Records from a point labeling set
'''

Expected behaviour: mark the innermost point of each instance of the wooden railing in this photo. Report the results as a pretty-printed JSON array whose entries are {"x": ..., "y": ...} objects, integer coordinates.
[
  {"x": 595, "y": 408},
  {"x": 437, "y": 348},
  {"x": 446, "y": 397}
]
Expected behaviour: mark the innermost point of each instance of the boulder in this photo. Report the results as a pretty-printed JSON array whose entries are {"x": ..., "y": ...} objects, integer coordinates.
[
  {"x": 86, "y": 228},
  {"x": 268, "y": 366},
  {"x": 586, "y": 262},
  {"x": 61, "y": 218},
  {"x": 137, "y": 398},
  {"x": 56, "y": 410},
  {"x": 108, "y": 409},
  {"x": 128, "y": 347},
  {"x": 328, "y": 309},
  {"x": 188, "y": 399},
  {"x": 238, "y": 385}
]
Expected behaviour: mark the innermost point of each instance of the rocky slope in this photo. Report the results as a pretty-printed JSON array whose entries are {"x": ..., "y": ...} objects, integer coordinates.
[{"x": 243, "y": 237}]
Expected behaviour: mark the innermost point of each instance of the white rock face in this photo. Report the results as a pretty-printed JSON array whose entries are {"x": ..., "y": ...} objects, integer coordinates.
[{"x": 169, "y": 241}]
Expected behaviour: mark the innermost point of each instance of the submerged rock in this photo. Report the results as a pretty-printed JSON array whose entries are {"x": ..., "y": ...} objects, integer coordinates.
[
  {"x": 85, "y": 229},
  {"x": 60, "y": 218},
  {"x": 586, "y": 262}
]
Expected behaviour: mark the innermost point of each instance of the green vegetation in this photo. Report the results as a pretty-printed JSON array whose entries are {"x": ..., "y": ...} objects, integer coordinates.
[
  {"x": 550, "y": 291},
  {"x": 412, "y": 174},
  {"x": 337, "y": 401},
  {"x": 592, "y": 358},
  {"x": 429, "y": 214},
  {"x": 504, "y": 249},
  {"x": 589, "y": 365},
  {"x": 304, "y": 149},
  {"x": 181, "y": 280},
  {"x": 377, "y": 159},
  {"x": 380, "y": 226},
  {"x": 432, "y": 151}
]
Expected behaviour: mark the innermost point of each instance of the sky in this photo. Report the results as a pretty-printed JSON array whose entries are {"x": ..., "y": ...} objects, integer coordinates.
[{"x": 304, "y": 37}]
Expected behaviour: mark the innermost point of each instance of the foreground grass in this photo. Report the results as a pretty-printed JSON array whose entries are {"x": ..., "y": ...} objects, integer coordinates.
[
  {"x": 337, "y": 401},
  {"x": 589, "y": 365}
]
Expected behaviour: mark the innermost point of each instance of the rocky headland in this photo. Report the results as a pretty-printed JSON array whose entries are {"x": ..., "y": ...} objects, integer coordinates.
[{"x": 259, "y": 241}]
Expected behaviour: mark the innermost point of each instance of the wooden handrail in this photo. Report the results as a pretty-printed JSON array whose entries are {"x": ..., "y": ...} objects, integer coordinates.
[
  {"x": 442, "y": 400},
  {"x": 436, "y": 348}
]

'''

WHAT TO WORK ON
Above are the records; copy all of them exactly.

WRITTEN REPLY
Expected behaviour: mark the innermost point of each instance of the wooden railing in this photo. Report the results as a pretty-printed JSON array whose entries are {"x": ..., "y": ...} objects, integer coordinates.
[
  {"x": 595, "y": 408},
  {"x": 437, "y": 348},
  {"x": 446, "y": 397}
]
Expected behaviour: mark the innermost point of each instance of the boulder in this photo. Report the results as a pretty-printed JSON array whose entries are {"x": ..., "y": ...} objects, integer coordinates.
[
  {"x": 86, "y": 228},
  {"x": 268, "y": 366},
  {"x": 586, "y": 262},
  {"x": 61, "y": 218},
  {"x": 137, "y": 398},
  {"x": 56, "y": 410},
  {"x": 108, "y": 409},
  {"x": 128, "y": 347},
  {"x": 328, "y": 309},
  {"x": 188, "y": 399},
  {"x": 238, "y": 385}
]
Expected behaviour: mark the innermost point of each instance of the rocky slope in this photo. Report the results as a pretty-printed JSON array whose entries are {"x": ..., "y": ...} objects, integer coordinates.
[{"x": 243, "y": 237}]
Expected behaviour: mark the innermost point of each instance of the white rock face in this photo. Report the results as a pretty-printed JSON array whose entries are {"x": ..., "y": ...} objects, integer coordinates.
[{"x": 169, "y": 241}]
Expected behaviour: mark the innermost point of each instance of the submerged rock in this photo. Report the results as a pretty-printed JSON array whose entries are {"x": ..., "y": ...} objects, integer coordinates.
[
  {"x": 85, "y": 229},
  {"x": 60, "y": 218},
  {"x": 586, "y": 262}
]
Expected behaviour: mark the innermost point of each instance of the green vegetation in this photo. Report the results as a pretty-printed JSON array whose entries are {"x": ..., "y": ...} objects, integer coordinates.
[
  {"x": 550, "y": 291},
  {"x": 412, "y": 174},
  {"x": 337, "y": 401},
  {"x": 592, "y": 358},
  {"x": 429, "y": 214},
  {"x": 504, "y": 249},
  {"x": 589, "y": 365},
  {"x": 304, "y": 149},
  {"x": 181, "y": 280},
  {"x": 377, "y": 159},
  {"x": 380, "y": 226},
  {"x": 432, "y": 151}
]
Expected behaviour: mark the innermost point of each instance of the sky in this photo. Report the results as a pretty-printed JSON array whose entries are {"x": ..., "y": ...} objects, integer coordinates.
[{"x": 304, "y": 37}]
Expected behaviour: mark the innermost point of each instance of the foreground grass in this photo. Report the results as a pretty-printed JSON array whose entries are {"x": ..., "y": ...} objects, integer coordinates.
[
  {"x": 337, "y": 401},
  {"x": 589, "y": 365}
]
Expected behaviour: mark the innermost point of each instance of the rocky headland in this photo. Report the results as a pretty-printed JSON array whose entries are {"x": ..., "y": ...} objects, integer coordinates.
[{"x": 259, "y": 241}]
Expected behaviour: mark the innermost point of each instance of the wooden handrail in this photo. Report the results as a pretty-printed JSON array whose entries are {"x": ..., "y": ...} objects, integer coordinates.
[
  {"x": 442, "y": 400},
  {"x": 436, "y": 348}
]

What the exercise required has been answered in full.